**Reading passage**.

[Start of Attachment]

April 10, 2012 1 Comment-
Trouble in Appe Garden.
The news that Apple Mac computers have finally fallen victim to a massive malware attack gives me mixed emotions. It’s certainly an interesting topic for a security blogger, but it’s also terrible, because I have a MacBook and I don’t have any security provisions for it.
Mac users have been riding out what our security experts call “security through obscurity”. Because the market share for OSX was so small, most users did without virus protection – even I’m guilty! So when news broke last week that at least 600,000 Macs had been infected with malware, I stepped away my Mac and got investigating.
Discovered by security firm Dr Web, the “Flashback” trojan is not the only Mac malware, but it’s the most notable. The infection pretends to be a Flash player update, and as it is considered good practice to keep your computer up to date, many people installed it
Flashback will then disable XProtect, Apple’s in-built antivirus program built into OSX 10.6.7 onwards, and also prevent it from updating in future. It’ll also redirect the user to a bogus website, which will automatically install a java-applet containing an exploit. This exploit then disables the Mac’s user account control settings, allowing the malicious program to automatically be installed without the user’s consent. Ouch.
What’s equally scary is that Apple has added to its own problems. According to Daily Tech, Oracle (the creator of Java) fixed the exploit on February 14th, but because OSX can only be updated by Apple, users had to wait until April 4th for to get the fix. That’s almost two months for hackers to exploit the security hole.
It’s not the first time Apple have been slow to respond to security issues, either. According to ZDNet, an update in April 2011 “repaired 23 separate vulnerabilities [and] every one of the vulnerabilities in the April update had existed in OS X for a minimum of 18 months before being patched.”
ZDNet paints an even bleaker picture for older Mac users: if you have a version of OSX older than Snow Leopard (10.6), you’re vulnerable to the infection and there’s no patch available. Seriously Apple, Microsoft kept up support for Windows XP until last year – maybe you should learn a lesson?
To find out if you’ve been infected with Flashback, head over to: http://www.pcadvisor.co.uk/news/software/3349886/free-tool-detects-flashback-mac-malware-pestilence/. There’s a tool to download that should identify any Flashback infections on your system.
So remember: Macs aren’t immune from viruses, and most likely, they never will be.

[End of Attachment]

**Data**.

[Start of Attachment]

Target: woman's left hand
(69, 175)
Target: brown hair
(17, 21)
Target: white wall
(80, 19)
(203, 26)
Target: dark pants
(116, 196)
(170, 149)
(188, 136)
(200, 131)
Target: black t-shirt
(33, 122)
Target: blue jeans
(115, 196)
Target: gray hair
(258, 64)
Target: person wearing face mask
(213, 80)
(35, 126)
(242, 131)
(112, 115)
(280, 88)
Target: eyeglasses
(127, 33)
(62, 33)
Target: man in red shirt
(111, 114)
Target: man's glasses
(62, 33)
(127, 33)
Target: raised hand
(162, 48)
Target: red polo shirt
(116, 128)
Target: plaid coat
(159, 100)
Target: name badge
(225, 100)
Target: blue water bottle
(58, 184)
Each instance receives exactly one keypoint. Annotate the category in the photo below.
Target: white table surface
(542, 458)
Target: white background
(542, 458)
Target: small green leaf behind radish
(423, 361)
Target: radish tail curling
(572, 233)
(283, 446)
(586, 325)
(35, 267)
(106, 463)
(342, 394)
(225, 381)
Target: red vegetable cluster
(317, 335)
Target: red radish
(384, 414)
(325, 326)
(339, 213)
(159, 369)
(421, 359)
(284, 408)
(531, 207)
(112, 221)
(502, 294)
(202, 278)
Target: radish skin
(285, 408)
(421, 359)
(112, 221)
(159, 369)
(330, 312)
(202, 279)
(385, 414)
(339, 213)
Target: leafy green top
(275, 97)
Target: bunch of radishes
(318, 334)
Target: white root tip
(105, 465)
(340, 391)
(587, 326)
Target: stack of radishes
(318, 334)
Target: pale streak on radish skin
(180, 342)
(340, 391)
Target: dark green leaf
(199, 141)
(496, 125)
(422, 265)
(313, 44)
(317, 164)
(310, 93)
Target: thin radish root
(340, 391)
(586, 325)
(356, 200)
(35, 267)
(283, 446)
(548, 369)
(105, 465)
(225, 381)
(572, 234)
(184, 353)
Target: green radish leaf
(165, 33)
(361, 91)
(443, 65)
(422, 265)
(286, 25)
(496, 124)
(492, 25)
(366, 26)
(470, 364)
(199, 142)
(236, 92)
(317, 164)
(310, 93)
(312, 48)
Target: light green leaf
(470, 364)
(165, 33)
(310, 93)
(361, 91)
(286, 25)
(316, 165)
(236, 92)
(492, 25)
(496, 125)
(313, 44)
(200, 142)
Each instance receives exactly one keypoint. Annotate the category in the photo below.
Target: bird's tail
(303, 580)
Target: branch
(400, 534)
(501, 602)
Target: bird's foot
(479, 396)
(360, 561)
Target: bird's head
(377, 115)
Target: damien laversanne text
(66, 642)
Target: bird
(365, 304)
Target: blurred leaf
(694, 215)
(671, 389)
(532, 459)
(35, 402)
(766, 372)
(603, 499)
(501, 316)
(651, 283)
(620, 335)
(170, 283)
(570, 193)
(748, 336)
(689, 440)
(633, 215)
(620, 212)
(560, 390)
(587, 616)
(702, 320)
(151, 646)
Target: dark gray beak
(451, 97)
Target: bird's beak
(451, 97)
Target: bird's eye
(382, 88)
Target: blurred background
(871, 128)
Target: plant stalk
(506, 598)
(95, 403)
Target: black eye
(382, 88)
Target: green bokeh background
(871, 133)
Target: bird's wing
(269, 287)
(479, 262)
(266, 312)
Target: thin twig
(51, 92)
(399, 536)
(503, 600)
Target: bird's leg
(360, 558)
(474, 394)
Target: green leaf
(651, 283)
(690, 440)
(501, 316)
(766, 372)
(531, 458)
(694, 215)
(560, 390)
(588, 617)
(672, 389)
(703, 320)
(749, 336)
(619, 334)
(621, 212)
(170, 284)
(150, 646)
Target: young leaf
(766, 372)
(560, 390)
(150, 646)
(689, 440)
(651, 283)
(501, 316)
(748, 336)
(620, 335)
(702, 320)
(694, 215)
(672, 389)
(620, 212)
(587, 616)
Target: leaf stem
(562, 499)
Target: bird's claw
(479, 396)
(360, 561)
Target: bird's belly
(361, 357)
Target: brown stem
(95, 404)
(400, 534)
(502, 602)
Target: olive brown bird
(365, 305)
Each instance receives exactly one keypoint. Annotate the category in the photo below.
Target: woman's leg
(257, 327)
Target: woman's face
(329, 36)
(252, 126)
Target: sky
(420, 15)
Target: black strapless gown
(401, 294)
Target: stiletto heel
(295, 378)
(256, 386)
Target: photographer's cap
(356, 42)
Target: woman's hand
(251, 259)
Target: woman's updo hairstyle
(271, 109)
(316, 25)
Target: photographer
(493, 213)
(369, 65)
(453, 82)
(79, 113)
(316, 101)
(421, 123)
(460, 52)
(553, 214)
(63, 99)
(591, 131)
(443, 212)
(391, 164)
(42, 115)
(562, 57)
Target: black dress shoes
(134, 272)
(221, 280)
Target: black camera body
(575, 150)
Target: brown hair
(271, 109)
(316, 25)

[End of Attachment]
[Start of Attachment]

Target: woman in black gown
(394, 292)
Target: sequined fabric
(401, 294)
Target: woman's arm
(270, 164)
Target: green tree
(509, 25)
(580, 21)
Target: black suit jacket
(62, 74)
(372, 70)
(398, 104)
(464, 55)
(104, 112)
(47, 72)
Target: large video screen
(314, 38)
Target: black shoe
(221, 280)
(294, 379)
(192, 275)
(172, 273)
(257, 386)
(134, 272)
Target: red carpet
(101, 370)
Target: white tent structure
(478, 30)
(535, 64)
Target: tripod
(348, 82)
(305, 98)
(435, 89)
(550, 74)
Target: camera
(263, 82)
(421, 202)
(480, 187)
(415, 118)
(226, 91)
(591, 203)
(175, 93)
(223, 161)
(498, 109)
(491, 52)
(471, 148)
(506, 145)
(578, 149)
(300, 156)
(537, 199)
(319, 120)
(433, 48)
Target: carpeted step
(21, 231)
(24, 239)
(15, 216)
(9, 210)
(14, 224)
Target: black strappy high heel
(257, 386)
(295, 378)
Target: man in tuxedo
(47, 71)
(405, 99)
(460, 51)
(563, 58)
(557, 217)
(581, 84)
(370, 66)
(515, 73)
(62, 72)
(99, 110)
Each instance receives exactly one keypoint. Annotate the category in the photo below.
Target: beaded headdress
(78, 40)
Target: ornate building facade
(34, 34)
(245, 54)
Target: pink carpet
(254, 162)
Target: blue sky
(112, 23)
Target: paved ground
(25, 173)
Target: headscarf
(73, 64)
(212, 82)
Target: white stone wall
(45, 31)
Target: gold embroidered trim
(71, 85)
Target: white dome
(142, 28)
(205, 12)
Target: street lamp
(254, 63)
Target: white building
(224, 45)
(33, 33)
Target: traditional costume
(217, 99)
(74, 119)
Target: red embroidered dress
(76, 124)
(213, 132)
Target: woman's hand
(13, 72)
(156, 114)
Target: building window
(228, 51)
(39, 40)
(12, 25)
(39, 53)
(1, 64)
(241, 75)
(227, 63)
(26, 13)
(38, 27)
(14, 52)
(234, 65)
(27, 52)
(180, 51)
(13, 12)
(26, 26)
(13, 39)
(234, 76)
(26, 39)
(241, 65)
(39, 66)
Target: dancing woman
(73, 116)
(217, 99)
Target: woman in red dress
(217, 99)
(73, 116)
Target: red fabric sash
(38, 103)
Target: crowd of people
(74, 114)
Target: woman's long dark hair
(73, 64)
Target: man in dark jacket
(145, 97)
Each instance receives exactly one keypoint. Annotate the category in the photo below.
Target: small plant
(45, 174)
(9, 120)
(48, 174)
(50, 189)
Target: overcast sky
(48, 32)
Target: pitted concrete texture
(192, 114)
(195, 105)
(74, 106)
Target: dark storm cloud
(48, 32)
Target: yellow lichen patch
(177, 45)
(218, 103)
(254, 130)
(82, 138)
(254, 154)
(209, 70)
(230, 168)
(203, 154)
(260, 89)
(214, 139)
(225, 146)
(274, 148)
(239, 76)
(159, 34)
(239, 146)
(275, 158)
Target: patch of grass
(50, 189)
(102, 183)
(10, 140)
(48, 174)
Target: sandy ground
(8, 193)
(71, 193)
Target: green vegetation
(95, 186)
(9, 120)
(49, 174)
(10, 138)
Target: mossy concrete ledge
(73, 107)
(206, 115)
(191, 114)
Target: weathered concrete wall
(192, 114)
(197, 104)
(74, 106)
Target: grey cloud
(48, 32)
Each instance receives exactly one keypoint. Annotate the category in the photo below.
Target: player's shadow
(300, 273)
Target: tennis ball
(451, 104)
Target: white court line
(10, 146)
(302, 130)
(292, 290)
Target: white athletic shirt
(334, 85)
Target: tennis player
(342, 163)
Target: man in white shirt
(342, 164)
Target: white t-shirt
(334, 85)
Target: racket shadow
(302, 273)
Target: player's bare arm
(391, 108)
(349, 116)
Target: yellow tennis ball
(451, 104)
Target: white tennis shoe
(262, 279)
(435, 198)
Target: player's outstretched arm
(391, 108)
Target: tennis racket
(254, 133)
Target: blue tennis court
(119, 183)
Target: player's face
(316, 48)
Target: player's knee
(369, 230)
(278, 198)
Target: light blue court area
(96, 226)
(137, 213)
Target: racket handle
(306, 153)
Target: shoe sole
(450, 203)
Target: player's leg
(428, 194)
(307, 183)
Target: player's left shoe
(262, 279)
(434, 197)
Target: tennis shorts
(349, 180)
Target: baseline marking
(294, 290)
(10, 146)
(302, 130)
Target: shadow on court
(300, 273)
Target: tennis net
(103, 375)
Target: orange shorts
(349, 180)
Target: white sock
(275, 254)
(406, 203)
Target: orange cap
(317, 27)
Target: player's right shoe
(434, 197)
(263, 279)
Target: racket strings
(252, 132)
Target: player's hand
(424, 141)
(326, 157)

[End of Attachment]
[Start of Attachment]

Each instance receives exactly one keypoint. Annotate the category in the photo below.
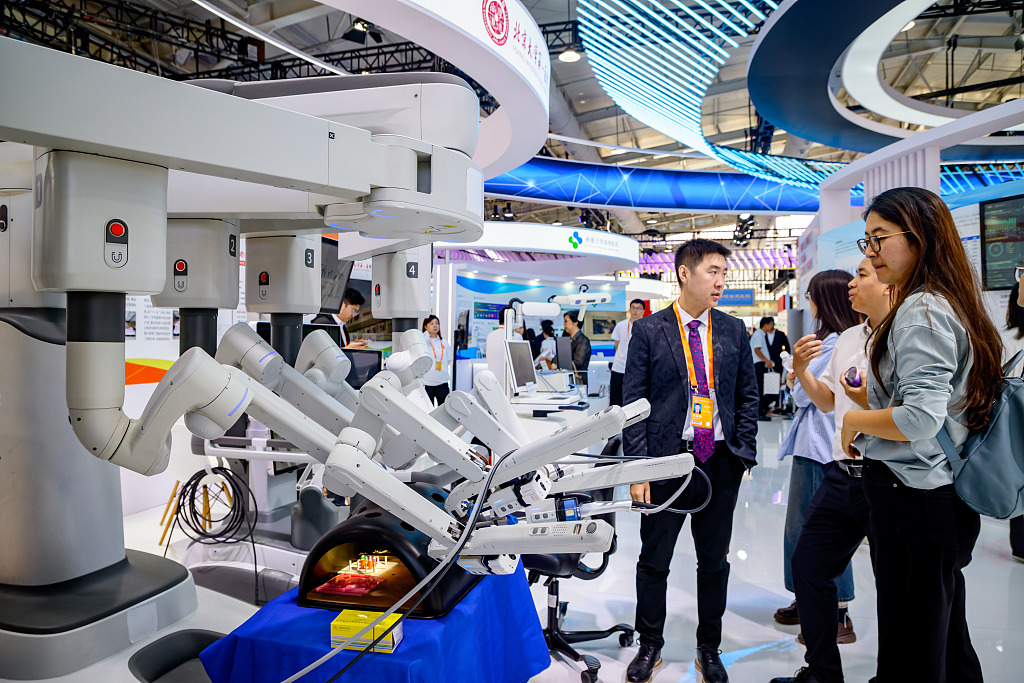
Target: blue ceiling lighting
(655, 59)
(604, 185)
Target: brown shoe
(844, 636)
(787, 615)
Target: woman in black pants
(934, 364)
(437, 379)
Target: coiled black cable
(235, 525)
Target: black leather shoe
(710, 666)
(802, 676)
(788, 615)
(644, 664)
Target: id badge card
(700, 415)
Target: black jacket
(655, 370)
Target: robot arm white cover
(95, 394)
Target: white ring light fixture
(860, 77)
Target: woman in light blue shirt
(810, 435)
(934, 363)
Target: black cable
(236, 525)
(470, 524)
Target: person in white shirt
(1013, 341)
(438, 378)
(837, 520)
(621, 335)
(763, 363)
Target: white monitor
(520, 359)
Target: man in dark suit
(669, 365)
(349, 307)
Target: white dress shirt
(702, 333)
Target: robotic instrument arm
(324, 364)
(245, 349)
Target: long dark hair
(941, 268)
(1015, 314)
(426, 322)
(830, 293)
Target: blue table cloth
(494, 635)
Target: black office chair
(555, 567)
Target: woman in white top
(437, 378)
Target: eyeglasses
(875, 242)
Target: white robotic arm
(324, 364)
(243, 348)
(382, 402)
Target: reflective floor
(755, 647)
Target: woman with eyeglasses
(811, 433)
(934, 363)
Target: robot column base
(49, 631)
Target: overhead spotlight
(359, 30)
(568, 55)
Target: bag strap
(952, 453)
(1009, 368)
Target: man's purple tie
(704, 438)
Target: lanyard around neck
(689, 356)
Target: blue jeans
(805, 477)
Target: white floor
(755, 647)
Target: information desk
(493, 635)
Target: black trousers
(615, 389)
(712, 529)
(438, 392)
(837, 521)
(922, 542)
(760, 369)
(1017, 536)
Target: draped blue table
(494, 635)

[End of Attachment]

**How to complete this task**. In the blog post on the Flashback trojan, what does the infection pretend to be?

**Solution to the problem**. A Flash player update.